**Records for the task:**
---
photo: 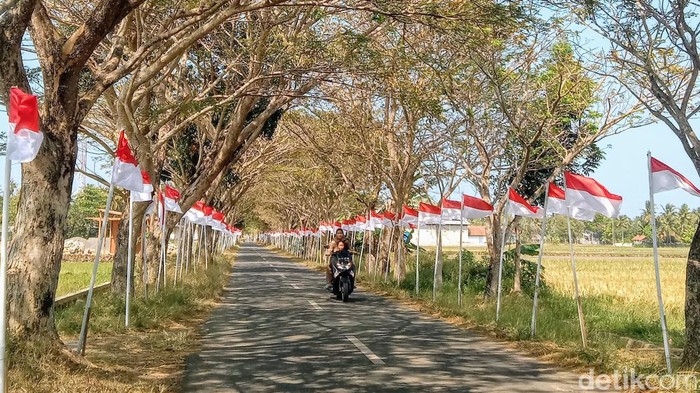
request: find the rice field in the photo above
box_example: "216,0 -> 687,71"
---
56,262 -> 112,297
364,245 -> 688,372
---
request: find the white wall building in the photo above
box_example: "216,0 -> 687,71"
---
411,221 -> 486,247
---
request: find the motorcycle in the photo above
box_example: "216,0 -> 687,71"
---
331,254 -> 355,302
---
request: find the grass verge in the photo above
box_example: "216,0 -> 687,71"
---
8,253 -> 234,392
272,245 -> 683,374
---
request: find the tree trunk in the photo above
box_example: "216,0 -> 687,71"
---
682,219 -> 700,368
7,117 -> 77,341
513,217 -> 523,293
484,214 -> 501,297
111,202 -> 150,294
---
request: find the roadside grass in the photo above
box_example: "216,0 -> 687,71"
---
274,245 -> 687,374
56,262 -> 112,297
9,252 -> 235,392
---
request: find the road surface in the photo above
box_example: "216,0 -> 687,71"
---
182,243 -> 596,393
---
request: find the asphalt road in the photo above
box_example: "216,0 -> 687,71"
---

**Your objective:**
Rewrite the material from its start through the line containing "111,202 -> 150,294", putting "locate" in place of "find" and leaving everything else unchanged. Omit the pictures from your answer.

**Complete output:**
---
photo: 
request: locate the rice field in the photo above
box_example: "216,0 -> 687,71"
---
56,262 -> 112,297
364,245 -> 688,372
---
request: locate the white wall building in the photo above
box_example: "216,0 -> 687,71"
---
411,221 -> 486,247
---
request: locate the motorcycle in the photo above
box_example: "216,0 -> 687,71"
---
331,254 -> 355,302
---
request: locate the grass verge in the photo above
box_example: "216,0 -> 687,71"
---
8,253 -> 234,392
272,245 -> 683,374
---
request: locate the tree trunk in the photo above
box_example: "216,0 -> 687,71"
---
682,219 -> 700,368
7,117 -> 77,341
513,217 -> 523,293
484,214 -> 501,297
111,202 -> 150,294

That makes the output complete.